**** Page

6.7 Approval of Advertising. All advertising copy and other materials
shall be in strict accordance and conformity with the standards, formats
and specimens contained in the Manual. In the event the Franchisee wishes
to depart from the materials contained in the Manual, the Franchisee shall
submit, in each instance and at least thirty (30) days prior to first use,
the proposed advertising copy and materials to the Company for approval
in advance of publication, and shall use only such advertising materials
as have been approved in writing by the Company. In no event shall the
Franchisee's advertising contain any statement or material which may be
considered (a) in bad taste or offensive to the public or to any group
of persons; or (b) defamatory of any person or an attack on any competitor.
SECTION 7: FEES
7.1 Fees. As partial consideration for the rights granted hereunder,
the Franchise shall pay the Company:
(a) An initial franchise fee in the total amount of $35,000 due in full
upon execution hereof, including any deposits made by Franchisee;
(b) A weekly franchise fee equal to four percent (4%) of each week's
gross sales as payment for the Franchisee's continuing right to use the
XXXXXX'X GRILL System and Trademarks;
(c) A weekly marketing fee equal to one percent (1%) of each week's
gross sales.
7.2 No Fees Refundable. The Franchisee acknowledges and agrees that
the fees referred to above in Subsection 7.1 (a) are not refundable in
whole or part under any circumstances and have been fully earned by the
Company by the grant of this franchise. The Franchisee agrees to spend
Five Thousand Dollars ($5,000.00) within three months of the initial opening
of the Restaurant in advertising and promoting the grand opening of the
Restaurant pursuant to the Company's procedures.
7.3 Payment of Weekly Fees. The weekly fees referred to in Subsections
7.1 (b) and (c) above in this Section (the "Weekly Fees") must be received
by the Company within five (5) calendar days following the fiscal week
(as designated by the Company) in which such sales were made, and Franchisee
agrees that TIME IS OF THE ESSENCE regarding payment of the Weekly Fees.
Franchisee agrees to pay the Weekly Fees to the Company either by timely
mailing or delivering a check, or if requested by the Company, by automatic
direct transfer of funds. Franchisee agrees at the Company's reasonable
request to furnish such information, execute such forms, make such arrangements
and complete such procedures as are reasonably necessary to establish direct
transfers from Franchisee's account(s) to such account(s) as the Company
may designate in order to pay directly the Weekly Fees within each five-day
period referred to above. Without limiting the foregoing, Franchisee specifically
agrees to obtain a telefax machine and to make timely telefax reports to
the Company of the sales and other information necessary to allow the Company
to cause such transfers to be made, as required by the Manual. Franchisee
further agrees to maintain sufficient funds in its account(s) to allow
timely honoring of each payment to the Company by Franchisee's bank or
other financial institution. Franchisee hereby specifically authorizes
the Company to make such direct transfers of the Weekly Fees so long as
such transfers are limited to amounts computed with reference to sales
information furnished by Franchisee, or if Franchisee fails to furnish
such information, with reference to good faith estimates by the Company.
Weekly Fees which are not paid when due shall bear interest from and after
their respective due dates at the rate of eighteen percent (18%) per annum
or the highest rate permitted by law, whichever is less. Any late payment
of Weekly Fees shall be accompanied by a late payment administrative charge
of Twenty Five Dollars ($25.00).

********
**** Supplied records

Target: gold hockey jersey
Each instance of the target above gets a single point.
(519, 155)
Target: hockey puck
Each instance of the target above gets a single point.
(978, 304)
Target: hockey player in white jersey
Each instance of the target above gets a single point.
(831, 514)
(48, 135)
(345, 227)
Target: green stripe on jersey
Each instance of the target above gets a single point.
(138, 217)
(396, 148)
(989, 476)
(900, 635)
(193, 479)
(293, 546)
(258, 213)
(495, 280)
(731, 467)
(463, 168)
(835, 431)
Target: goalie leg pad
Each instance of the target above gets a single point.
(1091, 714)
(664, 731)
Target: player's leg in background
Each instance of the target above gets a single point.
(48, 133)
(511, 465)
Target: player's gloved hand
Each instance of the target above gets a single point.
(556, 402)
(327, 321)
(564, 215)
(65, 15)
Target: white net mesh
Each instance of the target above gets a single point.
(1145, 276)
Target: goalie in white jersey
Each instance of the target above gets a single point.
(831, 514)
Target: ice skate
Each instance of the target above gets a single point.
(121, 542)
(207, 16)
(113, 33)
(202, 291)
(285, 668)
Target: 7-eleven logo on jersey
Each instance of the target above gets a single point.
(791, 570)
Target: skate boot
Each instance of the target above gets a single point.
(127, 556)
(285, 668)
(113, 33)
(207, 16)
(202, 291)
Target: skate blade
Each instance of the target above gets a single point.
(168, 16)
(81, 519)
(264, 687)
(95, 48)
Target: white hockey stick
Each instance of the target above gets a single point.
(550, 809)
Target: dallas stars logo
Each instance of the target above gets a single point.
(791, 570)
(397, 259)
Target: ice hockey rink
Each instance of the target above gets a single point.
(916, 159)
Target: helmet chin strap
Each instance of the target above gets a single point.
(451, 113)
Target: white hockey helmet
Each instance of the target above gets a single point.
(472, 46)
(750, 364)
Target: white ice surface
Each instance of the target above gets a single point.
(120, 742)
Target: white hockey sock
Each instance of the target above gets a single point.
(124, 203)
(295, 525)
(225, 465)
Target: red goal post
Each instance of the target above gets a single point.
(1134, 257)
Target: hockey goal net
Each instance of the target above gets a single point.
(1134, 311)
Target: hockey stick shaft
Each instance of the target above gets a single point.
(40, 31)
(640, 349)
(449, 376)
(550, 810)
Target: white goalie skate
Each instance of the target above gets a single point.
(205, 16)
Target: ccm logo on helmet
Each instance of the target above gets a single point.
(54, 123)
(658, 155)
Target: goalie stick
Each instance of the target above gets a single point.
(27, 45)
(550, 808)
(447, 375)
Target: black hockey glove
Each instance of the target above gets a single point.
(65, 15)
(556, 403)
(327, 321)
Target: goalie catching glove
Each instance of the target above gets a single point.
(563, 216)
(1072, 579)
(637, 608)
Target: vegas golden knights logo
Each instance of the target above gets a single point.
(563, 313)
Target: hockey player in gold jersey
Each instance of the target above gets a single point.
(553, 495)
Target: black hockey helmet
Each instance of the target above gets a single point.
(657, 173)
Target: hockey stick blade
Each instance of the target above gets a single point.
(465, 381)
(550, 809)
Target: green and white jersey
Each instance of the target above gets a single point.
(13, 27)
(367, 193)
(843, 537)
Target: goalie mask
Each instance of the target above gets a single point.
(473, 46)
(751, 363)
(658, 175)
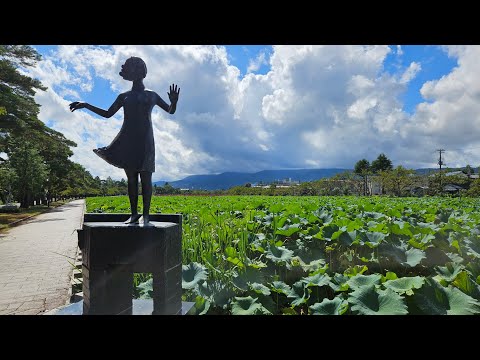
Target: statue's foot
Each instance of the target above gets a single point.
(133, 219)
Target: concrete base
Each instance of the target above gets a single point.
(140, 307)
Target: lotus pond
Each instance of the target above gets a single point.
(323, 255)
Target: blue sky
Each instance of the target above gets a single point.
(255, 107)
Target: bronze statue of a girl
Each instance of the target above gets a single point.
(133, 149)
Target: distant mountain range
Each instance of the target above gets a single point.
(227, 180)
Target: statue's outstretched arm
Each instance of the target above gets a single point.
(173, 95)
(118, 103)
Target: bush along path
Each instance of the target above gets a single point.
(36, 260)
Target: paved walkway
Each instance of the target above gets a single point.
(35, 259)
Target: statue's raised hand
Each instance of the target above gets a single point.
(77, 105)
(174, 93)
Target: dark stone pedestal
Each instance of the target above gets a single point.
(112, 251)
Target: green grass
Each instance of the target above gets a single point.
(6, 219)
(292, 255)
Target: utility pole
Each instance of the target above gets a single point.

********
**** Supplied records

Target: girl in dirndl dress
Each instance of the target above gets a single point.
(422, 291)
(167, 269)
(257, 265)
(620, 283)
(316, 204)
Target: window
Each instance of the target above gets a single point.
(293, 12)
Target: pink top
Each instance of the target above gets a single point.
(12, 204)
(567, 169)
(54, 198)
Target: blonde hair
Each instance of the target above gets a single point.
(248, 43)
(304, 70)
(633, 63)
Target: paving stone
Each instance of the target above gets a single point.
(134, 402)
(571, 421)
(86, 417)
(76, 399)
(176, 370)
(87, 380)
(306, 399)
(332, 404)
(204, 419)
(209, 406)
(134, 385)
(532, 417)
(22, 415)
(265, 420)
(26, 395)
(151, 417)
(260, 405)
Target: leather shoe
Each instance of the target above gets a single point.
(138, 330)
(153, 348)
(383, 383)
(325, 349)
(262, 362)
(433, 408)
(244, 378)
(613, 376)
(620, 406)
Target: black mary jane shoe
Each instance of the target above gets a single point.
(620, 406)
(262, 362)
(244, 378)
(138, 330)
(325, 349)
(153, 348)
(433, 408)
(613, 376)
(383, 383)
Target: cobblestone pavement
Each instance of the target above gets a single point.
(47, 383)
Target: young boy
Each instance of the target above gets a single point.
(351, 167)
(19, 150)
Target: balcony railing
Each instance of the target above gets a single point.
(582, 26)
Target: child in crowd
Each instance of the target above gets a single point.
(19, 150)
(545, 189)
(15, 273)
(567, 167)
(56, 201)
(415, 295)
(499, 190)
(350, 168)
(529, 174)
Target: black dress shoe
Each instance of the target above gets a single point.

********
**** Supplied records

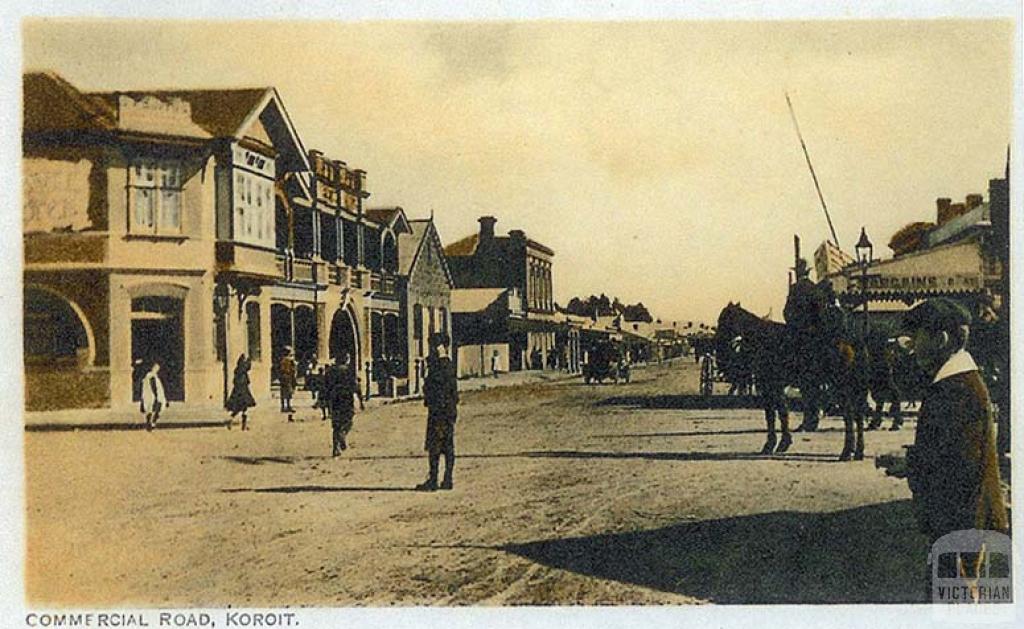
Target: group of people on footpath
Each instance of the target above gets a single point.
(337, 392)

********

### What to work on:
(1) Copy the franchise agreement from "Weekly Fees which" up to and including "Five Dollars ($25.00).".
(2) Identify every row that contains the string "dress", matching case exactly.
The rows have no connection to the franchise agreement.

### Answers to the problems:
(1)
Weekly Fees which are not paid when due shall bear interest from and after
their respective due dates at the rate of eighteen percent (18%) per annum
or the highest rate permitted by law, whichever is less. Any late payment
of Weekly Fees shall be accompanied by a late payment administrative charge
of Twenty Five Dollars ($25.00).

(2)
Target: girl in dirndl dress
Target: black dress shoe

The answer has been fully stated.